> Quoted passage
Second, we found that many contracts were not specified properly. Sixty-six percent of goods representing P13.3 billion did not have sufficient descriptions or specifications to enable price or quality comparisons.

Procuring entities should properly specify contracts to prevent price gouging and to ensure our taxes are spent well. To illustrate, we cannot compare prices involving a contract for a “mask,” an “N95 mask,” and a “personal protective equipment set.” General descriptions make procurement opaque; procurement watchers from civil society also cannot make prices, quality, and delivery comparisons of these contracts.

We quantified 15 different types of risks from the 581 contracts we studied. Most contracts had missing basic information, inconsistent amounts, broken web links, or unclear data or signature in the uploaded documents. Some transactions had significant typographical or mathematical errors and differences in amounts across the documents they uploaded. But we also did find examples of good documentation from agencies like the Bangko Sentral ng Pilipinas and the Department of Agriculture.

Third, market concentration affects how prices are negotiated. The buying power of procuring entities and the selling power of suppliers affect how price and quality are negotiated during negotiated procurement.

From the demand side, the top 10 procuring entities accounted for P18 billion or 88% of total sample value as of Aug. 3, 2020. The Department of Budget and Management Procurement Service (DBM-PS) accounted for P14 billion or 70% of our total sample value. We would therefore expect procuring entities to do their due diligence in selecting suppliers and researching market prices.

> Exercise 1
Render this sentence from the procurement passage into Spanish: "Procuring entities should properly specify contracts to prevent price gouging and to ensure our taxes are spent well."
> Exercise 2
In one to three sentences, explain why the procurement passage says contracts need proper specifications.
> Exercise 3
Resume the passage on procurement contracts after its final sentence, keeping its tone and subject.
You can leave the listing aside, since it plays no part in this work.

Saved data entries
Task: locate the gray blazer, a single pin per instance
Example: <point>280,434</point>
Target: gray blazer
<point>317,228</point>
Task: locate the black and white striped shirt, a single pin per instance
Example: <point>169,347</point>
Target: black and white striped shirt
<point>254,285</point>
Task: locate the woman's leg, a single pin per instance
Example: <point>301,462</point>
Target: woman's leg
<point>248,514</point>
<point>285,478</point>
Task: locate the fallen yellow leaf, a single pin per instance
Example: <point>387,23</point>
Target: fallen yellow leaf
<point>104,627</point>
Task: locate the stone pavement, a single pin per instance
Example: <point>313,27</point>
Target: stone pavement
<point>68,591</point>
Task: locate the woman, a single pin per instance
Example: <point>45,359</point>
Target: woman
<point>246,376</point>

> Task output 1
Las entidades contratantes deberían especificar adecuadamente los contratos para evitar precios abusivos y garantizar que nuestros impuestos se gasten bien.

> Task output 2
Proper specifications prevent price gouging and help ensure taxes are spent well. General descriptions such as "mask," "N95 mask," and "personal protective equipment set" make procurement opaque. They also keep civil society watchers from comparing price, quality, and delivery across contracts.

> Task output 3
From the supply side, the top 10 of 435 suppliers represented 66% of our P20 billion sample value as of Aug. 3, 2020. Pharmally Pharmaceutical topped this list. There were three suppliers in our sample with foreign addresses which had high-value transactions worth at least P300 million as of Aug. 3, 2020. These suppliers with foreign addresses represented more than a tenth of the value of emergency procurement as of Aug. 3, 2020.

Fourth, three suspended suppliers were able to participate in negotiated procurement. Some procuring entities entered into contracts with suspended suppliers. More than P700 million of government money was exposed to these contracts, though these contracts are already in the process of cancellation. According to the government’s “consolidated blacklisting report,” accessed September 2020:

1. Company A “did not fulfill delivery of suppliers for drugs and medicines” with a city and had been sanctioned with a two-year blacklisting. But it was able to initiate a P700+ million contract that has since been in the process of cancelation by the DBM.

2. Company B was sanctioned with a one-year suspension for failing to complete more than three-fifths of the contract with a national government agency. But it was able to enter into a P1-million coronavirus-related contract.

3. Company C was sanctioned with a one-year suspension because a previous contract was terminated when it “defaulted” on a P100+ million contract with a national government agency. But it was able to enter into a small contract of less than P1 million.

As of Dec. 18, 2020, these three companies had served their full period of suspension. While Company A’s COVID-19-related contract has since been in the process of cancelation and companies B and C are a small proportion of the total value, these three cases point to risk of exposure of government to future suspended suppliers, if the supplier information is not integrated into the emergency procurement database.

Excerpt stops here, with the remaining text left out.